## Stored data entries

★ ★ ★ ★ ★ ★ ★

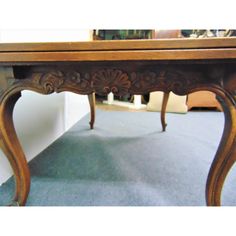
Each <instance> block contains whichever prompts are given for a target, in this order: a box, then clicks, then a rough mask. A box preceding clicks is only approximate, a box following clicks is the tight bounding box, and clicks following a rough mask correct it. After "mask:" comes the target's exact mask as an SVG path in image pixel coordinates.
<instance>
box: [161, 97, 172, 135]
mask: <svg viewBox="0 0 236 236" xmlns="http://www.w3.org/2000/svg"><path fill="white" fill-rule="evenodd" d="M169 96H170V93H164V95H163V100H162V106H161V125H162V131H163V132H164V131H166V126H167V124H166V117H165V114H166V107H167V103H168V100H169Z"/></svg>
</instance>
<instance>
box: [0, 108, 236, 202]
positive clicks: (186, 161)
mask: <svg viewBox="0 0 236 236" xmlns="http://www.w3.org/2000/svg"><path fill="white" fill-rule="evenodd" d="M88 121H89V116H86V117H85V118H84V119H82V120H81V121H80V122H78V123H77V124H76V125H75V126H74V127H73V128H71V129H70V130H69V131H68V132H67V133H65V134H64V135H63V136H62V137H61V138H59V139H58V140H57V141H56V142H54V143H53V144H52V145H50V147H48V148H47V149H46V150H44V151H43V152H42V153H41V154H40V155H38V156H37V157H36V158H35V159H33V160H32V161H31V162H30V170H31V176H32V182H31V191H30V194H29V198H28V202H27V205H28V206H202V205H205V183H206V178H207V174H208V170H209V167H210V164H211V162H212V160H213V156H214V154H215V151H216V148H217V146H218V143H219V140H220V137H221V133H222V130H223V122H224V120H223V114H222V113H220V112H209V111H208V112H189V113H188V114H186V115H179V114H167V121H168V127H167V131H166V132H164V133H163V132H161V124H160V121H159V113H151V112H121V111H119V112H118V111H117V112H115V111H113V112H106V111H101V110H98V111H97V116H96V123H95V129H94V130H89V125H88ZM13 187H14V181H13V180H12V178H11V179H10V180H8V181H7V182H6V183H5V184H3V185H2V186H1V188H0V204H1V205H4V204H6V203H7V202H9V201H10V199H11V196H12V195H13V191H14V190H13V189H14V188H13ZM222 205H230V206H234V205H236V169H235V168H232V171H231V172H230V174H229V176H228V177H227V179H226V182H225V186H224V189H223V195H222Z"/></svg>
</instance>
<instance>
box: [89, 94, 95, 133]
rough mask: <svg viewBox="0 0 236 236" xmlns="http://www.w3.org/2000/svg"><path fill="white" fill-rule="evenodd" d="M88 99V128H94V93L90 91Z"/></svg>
mask: <svg viewBox="0 0 236 236" xmlns="http://www.w3.org/2000/svg"><path fill="white" fill-rule="evenodd" d="M88 99H89V105H90V122H89V125H90V129H93V128H94V122H95V107H96V104H95V103H96V98H95V93H91V94H89V95H88Z"/></svg>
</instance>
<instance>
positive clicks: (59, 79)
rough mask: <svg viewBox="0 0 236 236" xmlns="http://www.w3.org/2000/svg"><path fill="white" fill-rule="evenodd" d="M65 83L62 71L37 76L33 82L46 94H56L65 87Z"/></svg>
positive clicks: (52, 72) (46, 73)
mask: <svg viewBox="0 0 236 236" xmlns="http://www.w3.org/2000/svg"><path fill="white" fill-rule="evenodd" d="M64 81H65V77H64V74H63V73H62V72H61V71H52V72H50V73H45V74H41V73H39V74H35V75H34V76H33V80H32V82H33V83H34V84H36V86H38V87H39V88H42V89H43V91H44V93H46V94H50V93H53V92H54V91H55V92H56V91H57V90H58V89H59V88H60V87H61V86H62V85H63V83H64Z"/></svg>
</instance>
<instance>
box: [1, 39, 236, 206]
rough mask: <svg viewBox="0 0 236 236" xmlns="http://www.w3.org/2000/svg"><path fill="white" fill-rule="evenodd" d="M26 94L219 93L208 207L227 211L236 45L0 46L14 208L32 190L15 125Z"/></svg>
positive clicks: (234, 143)
mask: <svg viewBox="0 0 236 236" xmlns="http://www.w3.org/2000/svg"><path fill="white" fill-rule="evenodd" d="M22 90H32V91H36V92H38V93H42V94H51V93H53V92H57V93H59V92H62V91H70V92H75V93H78V94H87V95H91V94H93V93H94V92H96V93H98V94H101V95H106V94H108V93H109V92H113V93H114V94H115V95H125V94H127V93H130V94H144V93H149V92H153V91H157V90H159V91H163V92H166V93H169V92H170V91H172V92H174V93H175V94H177V95H186V94H188V93H191V92H194V91H199V90H209V91H212V92H214V93H215V94H216V95H217V97H218V100H219V101H220V103H221V104H222V108H223V111H224V115H225V126H224V131H223V135H222V139H221V142H220V144H219V147H218V149H217V152H216V155H215V158H214V160H213V163H212V165H211V168H210V171H209V174H208V179H207V183H206V203H207V205H220V197H221V190H222V187H223V183H224V180H225V177H226V175H227V173H228V172H229V170H230V168H231V167H232V165H233V163H234V162H235V158H236V149H235V133H236V118H235V116H236V114H235V105H236V100H235V96H234V95H235V91H236V38H215V39H168V40H167V39H158V40H127V41H95V42H73V43H68V42H67V43H19V44H18V43H16V44H15V43H13V44H0V144H1V148H2V150H3V152H4V153H5V154H6V156H7V158H8V160H9V162H10V164H11V166H12V168H13V170H14V176H15V181H16V192H15V197H14V199H13V203H12V204H13V205H14V204H18V205H24V204H25V203H26V200H27V196H28V193H29V189H30V172H29V168H28V164H27V162H26V158H25V155H24V152H23V150H22V147H21V145H20V143H19V141H18V138H17V135H16V132H15V129H14V125H13V120H12V112H13V109H14V105H15V103H16V102H17V100H18V98H19V97H20V96H21V91H22ZM193 128H194V127H193ZM217 128H220V127H216V129H217ZM167 187H168V186H167Z"/></svg>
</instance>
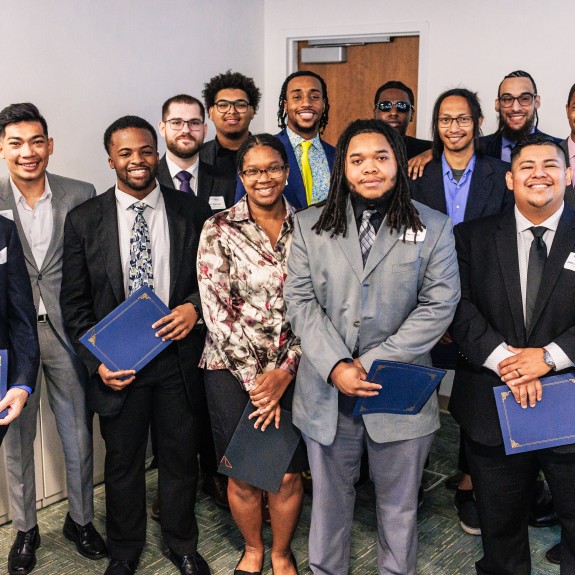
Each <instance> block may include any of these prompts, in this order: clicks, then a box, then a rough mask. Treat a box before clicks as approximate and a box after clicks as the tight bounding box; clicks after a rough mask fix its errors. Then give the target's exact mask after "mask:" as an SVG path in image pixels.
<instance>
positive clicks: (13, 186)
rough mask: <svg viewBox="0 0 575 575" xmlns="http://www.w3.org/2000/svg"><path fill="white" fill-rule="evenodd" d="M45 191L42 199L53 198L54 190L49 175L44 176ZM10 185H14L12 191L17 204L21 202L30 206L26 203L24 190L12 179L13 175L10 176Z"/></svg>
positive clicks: (22, 203) (41, 197)
mask: <svg viewBox="0 0 575 575" xmlns="http://www.w3.org/2000/svg"><path fill="white" fill-rule="evenodd" d="M44 178H45V179H44V193H43V194H42V195H41V196H40V199H39V200H38V201H40V200H44V199H46V198H48V199H49V200H51V199H52V190H51V188H50V182H49V181H48V176H44ZM10 186H11V187H12V193H13V194H14V201H15V202H16V204H18V203H20V204H22V205H23V206H24V207H26V206H27V207H28V208H30V206H28V204H27V203H26V198H25V197H24V196H23V195H22V192H21V191H20V190H19V189H18V186H17V185H16V184H15V183H14V181H13V180H12V176H10Z"/></svg>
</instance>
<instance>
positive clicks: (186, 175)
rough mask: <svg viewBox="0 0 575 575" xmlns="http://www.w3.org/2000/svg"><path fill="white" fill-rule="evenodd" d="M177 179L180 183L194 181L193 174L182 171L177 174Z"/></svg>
mask: <svg viewBox="0 0 575 575" xmlns="http://www.w3.org/2000/svg"><path fill="white" fill-rule="evenodd" d="M176 178H178V180H180V182H189V181H190V180H191V179H192V174H190V172H186V170H182V171H181V172H178V173H177V174H176Z"/></svg>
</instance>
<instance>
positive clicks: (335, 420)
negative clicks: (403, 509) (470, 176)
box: [284, 200, 460, 445]
mask: <svg viewBox="0 0 575 575" xmlns="http://www.w3.org/2000/svg"><path fill="white" fill-rule="evenodd" d="M414 204H415V205H416V206H417V209H418V211H419V214H420V217H421V220H422V222H423V224H424V225H425V226H426V228H427V230H426V235H425V239H424V240H423V241H421V240H418V242H417V243H414V242H413V240H411V241H406V242H403V241H402V240H401V239H400V238H401V236H400V234H398V233H397V232H395V231H394V232H393V233H391V234H390V232H389V228H388V227H387V225H386V222H385V221H384V223H383V224H382V225H381V228H380V230H379V233H378V234H377V236H376V239H375V243H374V244H373V247H372V249H371V252H370V254H369V257H368V259H367V262H366V265H365V268H363V266H362V257H361V249H360V245H359V238H358V232H357V226H356V223H355V220H354V217H353V209H352V207H351V202H349V200H348V206H347V219H348V224H347V225H348V231H347V235H346V236H345V237H342V236H336V237H334V238H332V237H330V236H331V232H327V233H326V232H322V233H321V234H320V235H317V234H316V232H315V230H312V229H311V227H312V225H313V224H314V223H315V222H316V221H317V219H318V217H319V214H320V209H321V208H316V207H313V206H312V207H310V208H308V209H307V210H303V211H301V212H299V213H298V214H297V215H296V223H295V230H294V236H293V241H292V247H291V252H290V258H289V261H288V275H287V280H286V284H285V292H284V293H285V298H286V302H287V317H288V320H289V321H290V322H291V325H292V329H293V331H294V333H295V334H296V335H297V336H299V337H300V338H301V347H302V352H303V355H302V358H301V362H300V365H299V369H298V373H297V380H296V386H295V395H294V400H293V421H294V424H295V425H297V427H299V429H301V431H302V432H303V433H305V434H306V435H307V436H308V437H311V438H312V439H314V440H315V441H318V442H319V443H321V444H323V445H331V443H333V440H334V438H335V434H336V426H337V417H338V390H337V389H336V388H334V387H333V386H331V385H330V384H329V383H328V378H329V374H330V372H331V370H332V369H333V367H334V366H335V365H336V363H337V362H338V361H340V360H342V359H344V358H349V357H351V353H352V351H353V349H354V347H355V343H356V341H357V337H358V335H359V359H360V361H361V363H362V365H363V366H364V367H365V369H366V370H367V371H369V369H370V367H371V364H372V362H373V361H374V360H375V359H387V360H392V361H402V362H407V363H417V364H420V365H431V358H430V354H429V352H430V350H431V348H432V347H433V346H434V345H435V344H436V343H437V341H438V340H439V338H440V337H441V335H442V334H443V333H444V332H445V330H446V329H447V328H448V327H449V324H450V323H451V320H452V319H453V315H454V313H455V308H456V306H457V302H458V301H459V295H460V290H459V273H458V267H457V257H456V254H455V243H454V239H453V233H452V231H451V222H450V221H449V219H448V218H447V217H446V216H444V215H443V214H440V213H439V212H437V211H435V210H432V209H430V208H428V207H427V206H424V205H423V204H419V203H417V202H414ZM360 328H361V329H360ZM363 419H364V422H365V426H366V429H367V432H368V433H369V436H370V437H371V439H373V440H374V441H376V442H378V443H383V442H389V441H397V440H405V439H413V438H416V437H422V436H424V435H427V434H429V433H432V432H433V431H435V430H436V429H438V427H439V412H438V406H437V398H436V394H433V395H432V397H431V399H430V400H429V401H428V402H427V404H426V405H425V406H424V407H423V409H422V410H421V412H420V413H419V414H417V415H407V416H405V415H390V414H370V415H365V416H363Z"/></svg>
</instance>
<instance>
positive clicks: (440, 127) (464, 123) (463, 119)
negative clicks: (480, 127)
mask: <svg viewBox="0 0 575 575" xmlns="http://www.w3.org/2000/svg"><path fill="white" fill-rule="evenodd" d="M453 122H457V125H458V126H459V127H460V128H468V127H469V126H471V124H473V118H472V117H471V116H457V118H450V117H449V116H442V117H441V118H437V125H438V126H439V127H440V128H451V125H452V124H453Z"/></svg>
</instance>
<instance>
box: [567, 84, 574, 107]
mask: <svg viewBox="0 0 575 575" xmlns="http://www.w3.org/2000/svg"><path fill="white" fill-rule="evenodd" d="M573 94H575V84H573V86H571V89H570V90H569V96H567V105H569V104H570V103H571V98H573Z"/></svg>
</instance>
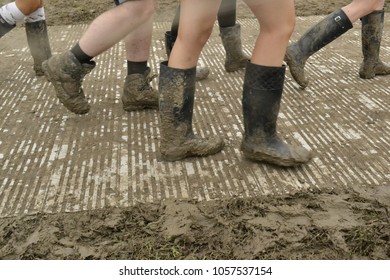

★ ★ ★ ★ ★ ★ ★

## Assigned task
Collect every row above that contains the string "negative", matching case exactly.

## Answer to this problem
negative clicks: (403, 509) (470, 176)
negative clicks: (480, 127)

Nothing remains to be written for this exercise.